> _AVAILABLE DATA_
Start of Block

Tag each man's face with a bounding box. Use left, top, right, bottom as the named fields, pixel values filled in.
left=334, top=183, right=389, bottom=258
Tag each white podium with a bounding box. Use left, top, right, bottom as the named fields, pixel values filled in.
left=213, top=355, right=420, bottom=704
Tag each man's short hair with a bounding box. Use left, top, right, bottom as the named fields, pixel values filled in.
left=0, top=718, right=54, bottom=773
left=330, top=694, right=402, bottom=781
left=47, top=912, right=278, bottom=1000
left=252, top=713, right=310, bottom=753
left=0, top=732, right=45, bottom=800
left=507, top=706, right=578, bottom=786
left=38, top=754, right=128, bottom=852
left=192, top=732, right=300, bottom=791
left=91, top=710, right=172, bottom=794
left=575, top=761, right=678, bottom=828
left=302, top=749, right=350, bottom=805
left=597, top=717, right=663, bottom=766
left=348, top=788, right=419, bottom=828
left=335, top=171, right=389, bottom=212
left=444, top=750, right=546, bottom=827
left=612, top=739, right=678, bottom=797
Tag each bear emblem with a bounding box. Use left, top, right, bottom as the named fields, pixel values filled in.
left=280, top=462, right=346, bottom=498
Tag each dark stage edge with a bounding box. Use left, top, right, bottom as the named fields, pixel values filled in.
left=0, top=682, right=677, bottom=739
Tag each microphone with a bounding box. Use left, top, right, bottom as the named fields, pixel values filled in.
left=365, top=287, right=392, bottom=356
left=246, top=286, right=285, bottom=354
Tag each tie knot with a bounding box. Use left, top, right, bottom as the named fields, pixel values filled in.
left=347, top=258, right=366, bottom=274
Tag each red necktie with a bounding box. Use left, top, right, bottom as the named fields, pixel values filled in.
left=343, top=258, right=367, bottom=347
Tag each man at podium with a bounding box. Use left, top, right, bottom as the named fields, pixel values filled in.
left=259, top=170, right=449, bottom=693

End of Block

Restate the final lines of the listing above word for word, beginning at the line that contains "Tag each bear".

Tag each bear emblem with a bounding box. Use left, top, right, bottom as the named fields, pixel values filled in.
left=280, top=462, right=346, bottom=498
Tag each dark stage edge with a bounding box. Use left, top, right, bottom as the named fields, pixel values filled in.
left=0, top=682, right=677, bottom=739
Tag each microphone with a bounding box. Use left, top, right, bottom as the named fields, pixel values filled in.
left=365, top=287, right=392, bottom=356
left=246, top=286, right=285, bottom=354
Tag each tie knot with a bounding box. Use left, top, right, bottom as the named fields, pixel values filled in.
left=347, top=258, right=366, bottom=274
Tag each red necktie with a bounding box. Use left, top, right, bottom as the named fields, pixel values filled in.
left=343, top=258, right=367, bottom=347
Tag each man at podium with a bounding box. Use left, top, right, bottom as the named fields, pixel values filled in.
left=259, top=170, right=449, bottom=693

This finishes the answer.